___ Source records ___

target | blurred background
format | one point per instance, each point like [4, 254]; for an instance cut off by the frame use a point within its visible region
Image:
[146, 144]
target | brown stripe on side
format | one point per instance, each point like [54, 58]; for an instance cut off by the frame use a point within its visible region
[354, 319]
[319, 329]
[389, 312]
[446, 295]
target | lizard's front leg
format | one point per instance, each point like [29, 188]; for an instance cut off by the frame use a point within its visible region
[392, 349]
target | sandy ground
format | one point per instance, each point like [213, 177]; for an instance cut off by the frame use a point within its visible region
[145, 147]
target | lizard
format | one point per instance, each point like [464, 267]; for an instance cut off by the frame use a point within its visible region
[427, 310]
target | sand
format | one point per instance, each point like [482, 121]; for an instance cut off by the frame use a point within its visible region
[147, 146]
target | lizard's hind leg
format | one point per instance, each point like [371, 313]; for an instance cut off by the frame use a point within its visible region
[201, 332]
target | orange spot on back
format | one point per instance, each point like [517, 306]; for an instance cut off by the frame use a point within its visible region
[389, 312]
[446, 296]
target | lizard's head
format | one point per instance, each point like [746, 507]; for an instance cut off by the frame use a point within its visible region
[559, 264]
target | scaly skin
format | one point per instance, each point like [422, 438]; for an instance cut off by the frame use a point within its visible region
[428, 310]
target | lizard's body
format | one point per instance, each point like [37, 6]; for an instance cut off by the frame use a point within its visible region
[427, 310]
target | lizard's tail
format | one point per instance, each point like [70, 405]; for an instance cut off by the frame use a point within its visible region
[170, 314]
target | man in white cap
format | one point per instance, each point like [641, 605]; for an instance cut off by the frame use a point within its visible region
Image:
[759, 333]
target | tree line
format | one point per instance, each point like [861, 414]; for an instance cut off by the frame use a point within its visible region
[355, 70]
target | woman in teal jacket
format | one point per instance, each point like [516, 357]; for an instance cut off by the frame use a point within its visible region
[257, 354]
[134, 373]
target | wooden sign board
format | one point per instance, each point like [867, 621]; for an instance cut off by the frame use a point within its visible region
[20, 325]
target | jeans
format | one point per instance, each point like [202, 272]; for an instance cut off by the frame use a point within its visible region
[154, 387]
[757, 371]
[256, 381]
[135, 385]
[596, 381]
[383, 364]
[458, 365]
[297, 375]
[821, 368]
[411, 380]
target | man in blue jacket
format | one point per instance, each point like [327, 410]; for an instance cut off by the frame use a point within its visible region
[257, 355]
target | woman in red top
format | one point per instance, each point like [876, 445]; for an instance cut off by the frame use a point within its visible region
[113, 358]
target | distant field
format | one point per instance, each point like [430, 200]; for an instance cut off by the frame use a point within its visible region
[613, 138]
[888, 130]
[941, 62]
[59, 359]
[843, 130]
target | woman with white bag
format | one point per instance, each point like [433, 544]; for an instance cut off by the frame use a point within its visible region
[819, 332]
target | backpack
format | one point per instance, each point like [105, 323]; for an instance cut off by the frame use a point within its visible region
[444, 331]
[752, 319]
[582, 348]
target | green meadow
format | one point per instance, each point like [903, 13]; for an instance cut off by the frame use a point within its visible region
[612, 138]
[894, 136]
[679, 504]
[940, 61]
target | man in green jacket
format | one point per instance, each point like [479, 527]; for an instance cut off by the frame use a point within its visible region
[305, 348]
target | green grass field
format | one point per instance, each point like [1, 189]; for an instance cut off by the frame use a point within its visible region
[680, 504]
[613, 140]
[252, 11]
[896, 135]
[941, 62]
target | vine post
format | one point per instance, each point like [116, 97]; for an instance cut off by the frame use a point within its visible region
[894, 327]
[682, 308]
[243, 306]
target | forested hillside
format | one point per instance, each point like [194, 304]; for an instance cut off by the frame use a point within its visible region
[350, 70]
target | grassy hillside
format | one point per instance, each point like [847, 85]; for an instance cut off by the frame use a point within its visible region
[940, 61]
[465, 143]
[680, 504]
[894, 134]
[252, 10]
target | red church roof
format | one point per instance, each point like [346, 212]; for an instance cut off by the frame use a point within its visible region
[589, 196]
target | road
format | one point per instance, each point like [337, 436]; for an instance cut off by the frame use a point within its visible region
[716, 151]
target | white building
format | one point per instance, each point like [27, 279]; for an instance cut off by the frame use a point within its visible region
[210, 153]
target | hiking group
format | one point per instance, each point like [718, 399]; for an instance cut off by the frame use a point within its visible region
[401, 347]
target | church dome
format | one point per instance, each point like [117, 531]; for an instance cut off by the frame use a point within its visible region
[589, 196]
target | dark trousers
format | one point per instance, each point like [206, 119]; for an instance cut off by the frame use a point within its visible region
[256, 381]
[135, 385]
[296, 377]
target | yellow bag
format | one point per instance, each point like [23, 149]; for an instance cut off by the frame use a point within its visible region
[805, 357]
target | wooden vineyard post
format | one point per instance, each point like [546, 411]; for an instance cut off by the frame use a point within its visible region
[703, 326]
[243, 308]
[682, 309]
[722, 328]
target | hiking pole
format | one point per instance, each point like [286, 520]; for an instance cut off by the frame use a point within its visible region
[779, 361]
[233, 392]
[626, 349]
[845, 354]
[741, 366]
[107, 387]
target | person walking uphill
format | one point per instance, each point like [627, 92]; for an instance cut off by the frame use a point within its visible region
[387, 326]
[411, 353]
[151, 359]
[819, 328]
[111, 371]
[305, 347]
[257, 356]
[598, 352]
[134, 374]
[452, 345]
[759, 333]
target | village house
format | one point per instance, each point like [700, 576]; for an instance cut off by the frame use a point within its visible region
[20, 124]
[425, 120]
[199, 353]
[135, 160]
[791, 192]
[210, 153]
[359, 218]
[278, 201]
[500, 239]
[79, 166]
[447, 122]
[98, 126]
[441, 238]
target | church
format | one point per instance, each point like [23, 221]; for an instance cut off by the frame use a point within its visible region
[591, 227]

___

Exercise task —
Write out all records exactly, keeping every detail.

Exercise output —
target | blurred background
format | one point per instance, each point like [4, 254]; for an instance cut off by the frame use a point within its visible region
Image:
[146, 144]
target | brown stripe on side
format | one point per instance, each point like [54, 58]; for an instance cut off by the frame use a point within its visible region
[354, 319]
[319, 329]
[389, 312]
[446, 295]
target | lizard's front leg
format | one point per instance, each point like [29, 188]; for an instance cut off by the frame use a point within its visible region
[392, 349]
target | sandy ground
format | one point per instance, each point like [213, 177]; for an instance cut off by the frame use a point within its visible region
[145, 147]
target | lizard
format | one point per instance, each point like [464, 267]; for an instance cut off by the frame use a point within its visible region
[427, 310]
target | sand
format | one point per instance, each point like [482, 121]; for an instance cut off by the frame use a point within its visible region
[147, 146]
target | lizard's hind leg
format | one point per instance, each point like [371, 313]; for an instance cut off by the frame use a point within its visible region
[201, 332]
target | orange spot on back
format | one point per instance, each point like [517, 306]; for an instance cut off by the frame use a point within its visible region
[389, 312]
[446, 296]
target | lizard's head
format | one point per instance, each point like [746, 507]; for an instance cut off by the frame use a point within its visible region
[559, 264]
target | scaly skin
format | one point per instance, each point like [422, 438]; for an instance cut off by the frame use a point within its visible region
[428, 310]
target | lizard's body
format | one point per instance, each point like [37, 6]; for an instance cut off by the frame use a point within its visible region
[427, 310]
target | lizard's tail
format | one point per instance, each point like [70, 405]; for an instance cut off by the frame use a point within its visible region
[170, 314]
target | man in white cap
format | one point per instance, each point like [641, 605]; for an instance cut off by the frame use a point within its visible region
Image:
[759, 333]
target | tree line
format | one point per instance, each point like [861, 414]; for an instance cut off by the frame use a point within its visible region
[355, 70]
target | woman in teal jacket
format | one point per instance, each point like [516, 357]; for an instance cut off by the frame use a point within its visible region
[257, 354]
[134, 373]
target | wooden sign board
format | one point per instance, each point like [867, 621]; for an instance cut off by the frame use a point within its visible region
[20, 325]
target | jeans
format | one point per instance, each point like [202, 272]; for an instance cut off by the frame use a point within its visible region
[154, 387]
[757, 371]
[256, 381]
[135, 385]
[596, 381]
[383, 364]
[458, 365]
[297, 375]
[821, 368]
[411, 380]
target | man in blue jacket
format | one point per instance, each point like [327, 410]; for an instance cut off by the frame use a point within its visible region
[257, 355]
target | woman in red top
format | one point per instance, each point like [876, 445]; for an instance cut off by the frame use a point within its visible region
[113, 358]
target | distant field
format | one point per instance, each point like [430, 200]; for an instance cut off by the frame use a point within its visible region
[613, 138]
[888, 130]
[941, 62]
[59, 359]
[843, 130]
target | woman with white bag
format | one point per instance, each point like [433, 544]; for an instance cut off by the frame use a point within its visible region
[819, 332]
target | backpack
format | one point per instance, each point like [105, 323]; for an instance cut off by the frame use a point within its visible region
[444, 331]
[752, 319]
[582, 348]
target | green meadow
format | one point per instance, each point like [903, 13]; for an instance cut off by the frame use a point within its visible region
[612, 138]
[894, 136]
[679, 504]
[940, 61]
target | man in green jacket
format | one point per instance, each point like [479, 527]; for an instance cut off by the frame use a point within its visible region
[305, 348]
target | green grass field
format | one point per instance, each point like [1, 189]; for an instance cut off by the frame use a point within its visible region
[680, 504]
[613, 140]
[252, 11]
[896, 135]
[941, 62]
target | vine post
format | one point per instance, each point like [116, 97]; for an instance cut off by the frame use a point within its visible region
[894, 327]
[682, 308]
[243, 306]
target | forested hillside
format | one point per instance, each point like [194, 304]; for an instance cut off by the frame use a point within its visible region
[350, 70]
target | grassy hillside
format | one point per instance, each point like [847, 85]; for an instance cut off by the frame use a point within its visible region
[940, 61]
[465, 143]
[680, 504]
[894, 134]
[252, 10]
target | red church roof
format | one point per instance, each point like [346, 212]; for an instance cut off by the frame use a point within its visible region
[589, 196]
target | road
format | one point per instance, each point like [337, 436]; for an instance cut off by the frame use a point within its visible region
[716, 151]
target | white building
format | one point per instance, each point like [27, 279]; for an instance cut off by the frame use a point within its visible region
[210, 153]
target | hiking group
format | one point per instance, each point like [718, 399]; for an instance cut off by the frame use a point within its visible region
[401, 347]
target | church dome
format | one point per instance, each point like [117, 531]; for an instance cut off by the frame use a point within its visible region
[589, 196]
target | dark trousers
format | one point per instance, each point like [206, 119]; for an instance cut off by the frame use a point within its visible region
[256, 381]
[135, 385]
[296, 377]
target | yellow bag
format | one point per instance, each point like [23, 149]; for an instance cut off by the frame use a point within its visible region
[805, 357]
target | wooden vineyard post
format | one point per instance, each point like [546, 411]; for an instance cut off by the frame use a point within its visible region
[703, 326]
[243, 308]
[682, 309]
[722, 328]
target | hiking pole
format | one point per instance, each point like [286, 520]; for an instance cut off by the frame use a point within its visible region
[779, 361]
[233, 392]
[626, 349]
[845, 354]
[741, 366]
[107, 387]
target | person walking uphill
format | one point per instance, each point like [627, 92]; for an instance cut off by the frame use a point within its visible region
[387, 326]
[411, 353]
[151, 359]
[819, 328]
[111, 371]
[305, 347]
[257, 356]
[598, 352]
[134, 374]
[452, 345]
[759, 333]
target | village house
format | one point per instance, each point like [700, 576]; for an instance cut off by the frame use a point within its visible region
[20, 124]
[425, 120]
[199, 353]
[135, 160]
[791, 192]
[210, 153]
[359, 218]
[278, 201]
[500, 239]
[79, 166]
[447, 122]
[98, 126]
[441, 238]
target | church
format | one point per instance, each point like [23, 221]; for an instance cut off by the frame use a point within its visible region
[591, 227]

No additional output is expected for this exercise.